▶ [EXERCISE DESCRIPTION]: Everything in the data should be repeated exactly, save for the images.

[Image object location entries]
★ ★ ★

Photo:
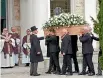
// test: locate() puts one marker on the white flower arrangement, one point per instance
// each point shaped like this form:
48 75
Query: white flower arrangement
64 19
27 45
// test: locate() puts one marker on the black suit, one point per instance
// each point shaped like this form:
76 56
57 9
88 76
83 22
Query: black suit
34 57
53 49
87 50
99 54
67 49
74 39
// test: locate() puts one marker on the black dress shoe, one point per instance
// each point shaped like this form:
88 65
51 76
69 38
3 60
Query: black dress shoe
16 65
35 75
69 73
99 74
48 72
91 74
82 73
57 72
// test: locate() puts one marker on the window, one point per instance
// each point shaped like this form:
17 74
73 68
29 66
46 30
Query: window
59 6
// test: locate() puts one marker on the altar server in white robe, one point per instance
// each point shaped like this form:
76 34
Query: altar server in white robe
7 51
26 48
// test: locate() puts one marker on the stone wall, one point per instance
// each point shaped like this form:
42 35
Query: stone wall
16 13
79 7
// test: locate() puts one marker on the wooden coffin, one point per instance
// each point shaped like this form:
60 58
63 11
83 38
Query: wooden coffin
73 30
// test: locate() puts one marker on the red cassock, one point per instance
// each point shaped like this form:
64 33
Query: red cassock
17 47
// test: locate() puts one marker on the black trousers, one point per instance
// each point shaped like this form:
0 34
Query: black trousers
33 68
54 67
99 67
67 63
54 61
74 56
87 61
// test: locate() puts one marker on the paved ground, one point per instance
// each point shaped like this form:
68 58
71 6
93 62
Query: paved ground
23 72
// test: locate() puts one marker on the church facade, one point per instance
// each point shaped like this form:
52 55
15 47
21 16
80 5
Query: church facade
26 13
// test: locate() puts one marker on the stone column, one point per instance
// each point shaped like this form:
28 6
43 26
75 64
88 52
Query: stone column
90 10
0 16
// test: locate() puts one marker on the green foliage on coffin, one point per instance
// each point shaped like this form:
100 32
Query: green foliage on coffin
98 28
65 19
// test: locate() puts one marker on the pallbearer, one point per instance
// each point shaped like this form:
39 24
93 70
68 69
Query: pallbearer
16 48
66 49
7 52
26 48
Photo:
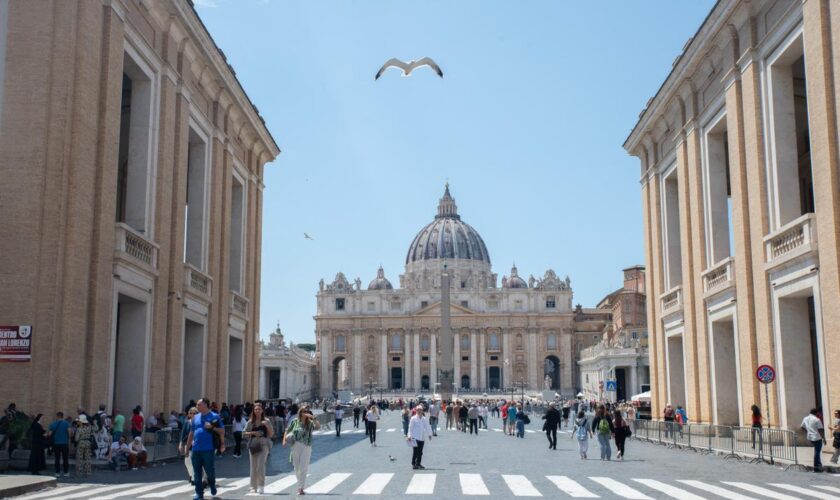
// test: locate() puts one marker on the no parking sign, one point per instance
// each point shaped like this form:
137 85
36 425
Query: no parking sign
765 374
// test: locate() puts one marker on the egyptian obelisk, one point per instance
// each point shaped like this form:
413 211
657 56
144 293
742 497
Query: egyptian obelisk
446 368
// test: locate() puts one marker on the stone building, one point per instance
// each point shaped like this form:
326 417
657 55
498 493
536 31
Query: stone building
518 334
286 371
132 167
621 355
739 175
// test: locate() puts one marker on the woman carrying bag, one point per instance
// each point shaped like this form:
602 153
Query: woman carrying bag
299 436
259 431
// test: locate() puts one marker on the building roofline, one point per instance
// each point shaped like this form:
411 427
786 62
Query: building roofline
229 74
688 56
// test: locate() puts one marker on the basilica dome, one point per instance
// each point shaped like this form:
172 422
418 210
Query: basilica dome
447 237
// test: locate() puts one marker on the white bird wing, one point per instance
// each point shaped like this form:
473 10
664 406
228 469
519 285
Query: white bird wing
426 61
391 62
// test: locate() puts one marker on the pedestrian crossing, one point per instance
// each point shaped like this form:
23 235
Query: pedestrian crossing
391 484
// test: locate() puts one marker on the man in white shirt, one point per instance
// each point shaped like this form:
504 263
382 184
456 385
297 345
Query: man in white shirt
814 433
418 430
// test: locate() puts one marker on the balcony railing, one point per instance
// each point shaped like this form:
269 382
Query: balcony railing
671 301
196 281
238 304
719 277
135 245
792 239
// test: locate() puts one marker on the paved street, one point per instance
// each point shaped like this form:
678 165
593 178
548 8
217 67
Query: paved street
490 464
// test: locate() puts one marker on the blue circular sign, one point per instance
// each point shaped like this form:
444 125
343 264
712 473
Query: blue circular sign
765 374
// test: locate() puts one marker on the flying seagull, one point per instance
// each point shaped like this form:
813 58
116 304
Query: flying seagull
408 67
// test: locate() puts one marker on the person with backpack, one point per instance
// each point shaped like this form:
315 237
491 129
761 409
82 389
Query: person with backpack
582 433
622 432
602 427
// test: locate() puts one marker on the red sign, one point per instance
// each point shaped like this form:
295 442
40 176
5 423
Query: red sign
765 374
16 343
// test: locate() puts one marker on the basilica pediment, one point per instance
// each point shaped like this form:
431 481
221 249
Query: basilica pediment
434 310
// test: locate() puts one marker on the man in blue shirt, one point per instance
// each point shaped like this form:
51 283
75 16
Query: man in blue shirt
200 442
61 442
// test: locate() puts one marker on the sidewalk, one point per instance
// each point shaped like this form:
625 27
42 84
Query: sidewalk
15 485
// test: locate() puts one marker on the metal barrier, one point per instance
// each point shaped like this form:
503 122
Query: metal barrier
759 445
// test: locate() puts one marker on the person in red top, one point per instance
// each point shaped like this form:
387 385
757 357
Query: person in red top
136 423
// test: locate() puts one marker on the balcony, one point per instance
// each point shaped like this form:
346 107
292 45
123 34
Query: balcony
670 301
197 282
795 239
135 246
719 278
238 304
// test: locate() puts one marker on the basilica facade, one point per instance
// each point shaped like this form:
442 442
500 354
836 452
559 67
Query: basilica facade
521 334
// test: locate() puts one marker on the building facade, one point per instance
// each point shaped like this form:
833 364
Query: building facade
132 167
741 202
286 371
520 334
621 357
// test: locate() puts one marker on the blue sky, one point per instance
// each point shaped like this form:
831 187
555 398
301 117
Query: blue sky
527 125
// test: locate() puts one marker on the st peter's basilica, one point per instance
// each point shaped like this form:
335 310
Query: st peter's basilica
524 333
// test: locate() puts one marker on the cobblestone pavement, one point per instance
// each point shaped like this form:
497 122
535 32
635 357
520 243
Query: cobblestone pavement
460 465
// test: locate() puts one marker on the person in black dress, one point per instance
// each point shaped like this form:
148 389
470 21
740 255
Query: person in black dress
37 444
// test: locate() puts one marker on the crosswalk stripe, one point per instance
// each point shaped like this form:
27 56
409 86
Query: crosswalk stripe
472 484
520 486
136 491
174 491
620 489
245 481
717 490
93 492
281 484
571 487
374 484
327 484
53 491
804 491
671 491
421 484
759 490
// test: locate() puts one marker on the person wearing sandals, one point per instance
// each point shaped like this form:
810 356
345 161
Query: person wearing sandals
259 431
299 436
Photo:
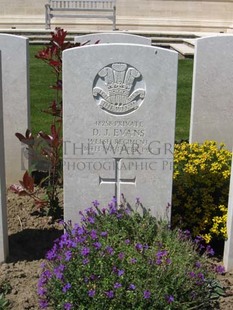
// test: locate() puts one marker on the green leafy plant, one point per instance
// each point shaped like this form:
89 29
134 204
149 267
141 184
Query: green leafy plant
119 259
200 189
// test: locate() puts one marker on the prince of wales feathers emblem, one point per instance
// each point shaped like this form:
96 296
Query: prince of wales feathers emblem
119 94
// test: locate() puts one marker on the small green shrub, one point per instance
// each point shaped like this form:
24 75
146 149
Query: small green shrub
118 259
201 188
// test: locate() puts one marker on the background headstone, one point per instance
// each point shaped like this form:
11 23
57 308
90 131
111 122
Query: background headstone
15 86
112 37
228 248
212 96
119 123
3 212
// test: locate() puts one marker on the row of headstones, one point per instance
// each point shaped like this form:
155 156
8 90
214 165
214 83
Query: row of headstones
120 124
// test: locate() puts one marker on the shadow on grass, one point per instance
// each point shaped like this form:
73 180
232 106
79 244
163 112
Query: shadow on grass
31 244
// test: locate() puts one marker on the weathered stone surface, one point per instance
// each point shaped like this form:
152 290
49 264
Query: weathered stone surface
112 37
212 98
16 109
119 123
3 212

★ ★ ★

▶ [WRITTEN SOLUTION]:
Photo:
// test: locate() puts one marker on the white flower arrangement, one point per instance
// each point shaped like this form:
48 75
Query: white flower arrangement
64 19
27 45
// test: locate() puts one marker on the black suit, one point per instance
// each point shaped like this form:
76 56
57 9
88 76
83 22
Query: black suit
34 57
53 49
87 50
99 54
67 49
74 39
// test: locate() puts one marker on the black dress shoe, one point per instance
// each point shaped like this form:
88 65
51 76
69 38
3 60
Query: black dress shoe
16 65
35 75
69 73
99 74
48 72
91 74
82 73
57 72
// test: locate() puts one marker on the window, one point per instance
// each point shaped like this form:
17 74
73 68
29 66
46 30
Query: window
59 6
// test: locate() puts one marker on the altar server in white robe, one point per instance
// each point shaped like this form:
76 34
Query: altar server in white robe
7 51
26 48
// test: locate() puts one marker on the stone wall, one point per instance
// each point shaped like this form:
42 35
Query: stone wall
16 13
79 7
// test: locate() puts one marker on the wooden coffin, one point per instance
// each point shaped like this form:
60 58
63 11
83 38
Query: wooden coffin
73 30
// test: locate() puts one marker on the red cassock, one point per instance
// each point shaped like this form:
64 33
Query: red cassock
17 47
// test: locate() puts one marker on the black trousers, one point per instance
// each point shaped like this form:
0 34
Query: black trousers
33 68
54 67
99 67
67 63
54 61
74 56
87 61
// test: locate() puts one marker on the paved ground, one point per instance
// each point shaped like this form:
68 58
71 6
93 62
Query: paved ground
23 72
// test: locate() puts one marker on the church facade, one point per instance
// each point shaped like this form:
52 55
15 47
21 16
80 5
Query: church facade
26 13
// test: locate() puts one marker on the stone column, one point per instance
// each point shaped like this form:
28 6
43 26
75 64
88 52
Query: stone column
90 10
0 16
// test: locate() puts one marker on the green foliage on coffin, one point per instance
// each point shaped like this form:
100 32
Query: green foliage on coffin
98 28
65 19
// test: locate() puts one marker on the pallbearer, one point per instance
// each point shaped like this form:
39 24
93 70
68 69
Query: pallbearer
16 48
66 49
7 52
26 48
Photo:
// test: locate() puts one marker on the no parking sign, one point per instance
// each point shaped like this form:
137 85
36 425
Query: no parking sign
765 374
// test: locate() puts one marker on the egyptian obelisk, one point per instance
// each point shaped like this form:
413 211
657 56
144 293
742 497
Query: egyptian obelisk
446 368
// test: locate() puts one marker on the stone building, one point per instance
// each point shaped like this form:
326 417
657 55
498 493
536 31
Query: stone building
518 334
286 371
132 167
621 355
739 175
// test: locate() puts one marker on the woman carrying bag, one point per instance
// each point shaped like this form:
602 153
Query: woman carrying bag
299 436
259 431
// test: locate() puts one marker on the building roofline, one point per instance
// each point shaped like this form:
411 427
786 62
Query: building roofline
229 74
688 56
// test: locate() puts one marker on the basilica dome, one point per instance
// each point shaped like this form:
172 422
418 210
Query: basilica dome
447 237
// test: locate() puts one marker on the white bird wing, one point per instance
// each point shaped like this form:
473 10
664 406
228 469
519 285
Query: white bird wing
426 61
391 62
// test: locate() puts one marker on the pedestrian crossing, one point per instance
// each point shaped like this form:
23 235
Query: pedestrian crossing
391 484
// test: locate() puts one marker on the man in white shirt, one point per instance
// each point shaped like this form:
504 263
382 184
456 385
297 345
Query: man in white shirt
814 433
418 430
// test: locate() puts one marker on the balcony railing, one point per instance
// each point shaped like this form:
269 382
Query: balcony railing
671 301
196 281
238 304
719 277
135 245
792 239
// test: locate() puts one marker on the paved street, one point per instance
// each point shaped like this form:
678 165
593 178
548 8
217 67
Query: paved street
490 464
// test: locate() puts one marker on the blue circular sign, one point per instance
// each point shaped like this form:
444 125
343 264
712 473
Query: blue circular sign
765 374
// test: locate() puts one marker on the flying seagull, one point per instance
// each point shaped like this form:
813 58
116 304
Query: flying seagull
408 67
// test: locate() puts one marker on the person with backpack, one point per instance
// each point shaped like this form:
315 237
491 129
761 409
82 389
Query: person with backpack
582 433
622 432
602 427
// test: locate() puts one marker on the red sign, one point per instance
// each point shaped like this form:
295 442
40 176
5 423
Query: red sign
765 374
16 343
// test: locate() puts one marker on the basilica pediment, one point per instance
// each point shaped like this form:
431 481
221 249
Query: basilica pediment
434 310
// test: locate() puts one marker on the man in blue shirt, one point per instance
// each point shaped like this form:
51 283
75 16
Query: man in blue shirt
200 442
61 442
// test: locate() puts one marker on the sidewalk, one point per instance
// each point shaped like this form:
625 27
42 84
Query: sidewalk
15 485
// test: locate() puts one marker on the metal barrier, one point per instance
// each point shaped like this form:
503 122
Query: metal barrier
759 445
// test: locate() puts one marker on the person in red top, one point per instance
// each point shaped like this form:
387 385
757 357
Query: person in red top
136 423
// test: locate() puts one marker on the balcony, one point per instance
// each point shaped like this form:
346 107
292 45
123 34
Query: balcony
670 301
197 282
795 239
135 246
719 278
238 304
// test: locate() puts one marker on the basilica facade, one point per instance
// each point shaped like this form:
442 442
500 354
836 452
559 67
Query: basilica facade
521 334
// test: locate() puts one marker on the building facade, one point per instance
// each point shaped like this form:
833 364
Query: building facade
132 167
741 202
286 371
520 334
621 357
// test: locate() puts one marker on the blue sky, one point per instance
// each point shaped like this form:
831 187
555 398
301 117
Query: blue sky
527 125
// test: locate() puts one marker on the st peter's basilica, one point per instance
// each point shaped like this form:
335 310
Query: st peter's basilica
524 333
// test: locate() puts one marker on the cobblestone pavement, one point per instance
// each point shaped like this form:
497 122
535 32
635 357
520 243
Query: cobblestone pavement
460 465
// test: locate() puts one marker on the person in black dress, one point per instance
// each point shaped like this form:
148 389
470 21
740 255
Query: person in black dress
37 444
// test: locate() puts one marker on the crosswalk stripe, one point per instance
// each point shaped like this form:
27 56
409 86
Query: crosswalk stripe
472 484
520 486
136 491
174 491
620 489
245 481
717 490
93 492
281 484
571 487
374 484
327 484
53 491
804 491
671 491
421 484
759 490
// test: locate() puts one marker on the person wearing sandals, one point per instance
// each point shaped like this form:
810 356
345 161
Query: person wearing sandals
259 431
299 436
Photo:
// test: locate() puts one marker on the green leafy plant, one point per instance
// each point shaped like this form:
89 29
134 204
149 267
141 184
Query: green leafy plant
119 259
200 189
// test: locate() puts one marker on the prince of wales feathers emblem, one point per instance
// each point shaped like this form:
96 296
Query: prince of wales feathers emblem
119 94
// test: locate() puts one marker on the small green shrub, one point per instance
// each point shaped like this form:
24 75
146 149
Query: small green shrub
118 259
201 188
// test: locate() puts one marker on the background headstone, one point per instance
// each point shaped like this form:
11 23
57 308
90 131
111 122
Query: background headstone
15 86
112 37
228 248
212 96
119 123
3 212
// test: locate() puts one marker on the row of headstones, one point per instance
// each point shaped like this form:
155 156
8 90
214 165
214 83
Query: row of headstones
120 124
// test: locate() puts one marker on the shadow on grass, one point per instance
// each point shaped like this form:
73 180
232 106
79 244
163 112
Query: shadow on grass
31 244
// test: locate() puts one marker on the weathered stone surface, one point per instance
// each point shaped like this form:
152 290
49 264
Query: weathered stone surface
112 37
212 98
16 109
119 123
3 212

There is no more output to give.